§ Exercise instructions:
Put every line of the rows below into a JSON list of strings, one string per line, and leave out blank lines.

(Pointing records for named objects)

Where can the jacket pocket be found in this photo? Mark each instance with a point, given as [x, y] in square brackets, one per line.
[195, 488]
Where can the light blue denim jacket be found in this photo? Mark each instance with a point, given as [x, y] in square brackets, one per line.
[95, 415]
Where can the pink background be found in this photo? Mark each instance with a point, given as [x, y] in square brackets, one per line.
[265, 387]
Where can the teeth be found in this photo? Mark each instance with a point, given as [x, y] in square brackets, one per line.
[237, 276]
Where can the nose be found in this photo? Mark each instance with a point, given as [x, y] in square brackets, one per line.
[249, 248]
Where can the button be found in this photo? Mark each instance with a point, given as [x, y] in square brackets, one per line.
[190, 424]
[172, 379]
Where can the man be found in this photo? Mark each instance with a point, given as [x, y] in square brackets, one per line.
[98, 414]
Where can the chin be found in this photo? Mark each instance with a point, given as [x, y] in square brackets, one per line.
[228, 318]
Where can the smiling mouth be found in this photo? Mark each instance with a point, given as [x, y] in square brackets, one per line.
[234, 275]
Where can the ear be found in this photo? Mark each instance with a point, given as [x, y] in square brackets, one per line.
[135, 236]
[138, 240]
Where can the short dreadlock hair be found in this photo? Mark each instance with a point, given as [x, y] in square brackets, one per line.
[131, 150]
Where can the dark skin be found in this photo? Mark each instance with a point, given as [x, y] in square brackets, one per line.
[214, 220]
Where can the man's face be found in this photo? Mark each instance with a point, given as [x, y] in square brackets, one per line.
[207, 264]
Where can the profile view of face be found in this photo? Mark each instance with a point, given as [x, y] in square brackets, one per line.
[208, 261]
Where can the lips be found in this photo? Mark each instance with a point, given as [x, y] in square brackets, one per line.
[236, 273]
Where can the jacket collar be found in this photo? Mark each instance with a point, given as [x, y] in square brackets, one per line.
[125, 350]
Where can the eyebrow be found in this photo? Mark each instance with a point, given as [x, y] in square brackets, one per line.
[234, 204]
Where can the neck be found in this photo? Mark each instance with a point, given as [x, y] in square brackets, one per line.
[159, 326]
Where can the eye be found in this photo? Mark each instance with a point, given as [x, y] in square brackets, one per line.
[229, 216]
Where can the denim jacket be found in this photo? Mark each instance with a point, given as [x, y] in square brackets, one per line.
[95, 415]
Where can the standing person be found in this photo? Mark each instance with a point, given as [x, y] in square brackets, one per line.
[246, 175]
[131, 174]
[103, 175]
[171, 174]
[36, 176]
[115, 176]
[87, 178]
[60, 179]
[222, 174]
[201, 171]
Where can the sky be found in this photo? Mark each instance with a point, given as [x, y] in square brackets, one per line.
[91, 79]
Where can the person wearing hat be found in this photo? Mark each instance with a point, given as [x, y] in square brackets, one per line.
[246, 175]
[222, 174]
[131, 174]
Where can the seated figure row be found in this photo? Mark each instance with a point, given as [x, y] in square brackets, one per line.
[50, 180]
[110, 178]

§ Answer:
[
  "Where can the jacket pocket be found in this photo? Mark each instance with a point, given as [x, y] in square brackets, one per line.",
  "[195, 488]",
  "Where can the light blue denim jacket be found in this photo? Mark each instance with a point, given as [x, y] in square brackets, one per line.",
  "[95, 415]",
  "Where can the pink background be found in this photo? Mark each instance with a point, given as [x, y] in square brackets, one per line.",
  "[265, 387]",
  "Where can the teeth be found in this photo? Mark each instance with a point, given as [x, y] in square brackets, one per line.",
  "[237, 276]",
  "Where can the nose be found in this photo? Mark each instance with a point, given as [x, y] in square brackets, one per line.",
  "[249, 248]",
  "Where can the button be found in this photo? Mark each instance with a point, given as [x, y] in square brackets, one per line.",
  "[190, 424]",
  "[172, 379]",
  "Where can the man be found in this photo? Mark each instance with a point, given as [x, y] in square brackets, one per line.",
  "[98, 414]",
  "Where can the chin be found in this photo? Mark each instance with a point, given as [x, y] in square brackets, one per line.",
  "[228, 318]",
  "Where can the smiling mouth be found in this photo? Mark each instance with a point, given as [x, y] in square brackets, one per line.",
  "[234, 275]",
  "Where can the ear be found in this photo? Mark each instance with a point, given as [x, y] in square brackets, one per line.",
  "[135, 236]",
  "[138, 240]",
  "Where can the short dreadlock hair be found in this photo? Mark each instance with a point, given as [x, y] in square brackets, one per line.",
  "[131, 150]",
  "Where can the dark skin be found in this photo? Mark each instance with a point, given as [x, y] in square brackets, one per line.",
  "[214, 220]",
  "Where can the man's face be found in this photo? Mark each instance with a point, given as [x, y] in square brackets, one per line.",
  "[207, 264]",
  "Where can the profile view of face be found in this photo? Mark each instance with a point, given as [x, y] in square brackets, one per line.",
  "[208, 261]",
  "Where can the lips be found in this photo? Mark each instance with a point, given as [x, y] in square brackets, one per line.",
  "[236, 273]",
  "Where can the jacket collar be found in this photo? Mark each instance with a point, given as [x, y] in square brackets, one per line.",
  "[125, 350]",
  "Where can the eyebrow be found in this photo? Mark each instance with a point, given as [x, y] in square brackets, one per line.",
  "[234, 204]",
  "Where can the neck be found in this photo? Mark each instance with a point, given as [x, y] in square brackets, one per line.",
  "[159, 326]",
  "Where can the eye be found in this photo? Mark each instance with a point, given as [x, y] in square brackets, one per line.",
  "[229, 216]",
  "Where can the denim jacket be found in this photo? Mark each instance with a point, given as [x, y] in square brackets, one per line.",
  "[95, 415]",
  "Where can the standing person be found in this photo? Mark each instance with a point, given as [x, y] in square brackets, one per line.",
  "[246, 175]",
  "[131, 174]",
  "[103, 175]",
  "[171, 174]",
  "[36, 176]",
  "[115, 176]",
  "[87, 178]",
  "[60, 179]",
  "[222, 174]",
  "[201, 171]",
  "Where can the sky be found in this photo? Mark each instance with a point, given as [x, y] in square brackets, one per line.",
  "[91, 79]",
  "Where can the person wearing hat be found in this photo? Mark each instance with a point, given as [x, y] in square brackets, one per line.",
  "[246, 175]",
  "[222, 174]",
  "[131, 174]",
  "Where can the seated figure row be found in this photo? Mark each instance with a point, given as [x, y] in square brackets, one per line.",
  "[50, 180]",
  "[110, 178]"
]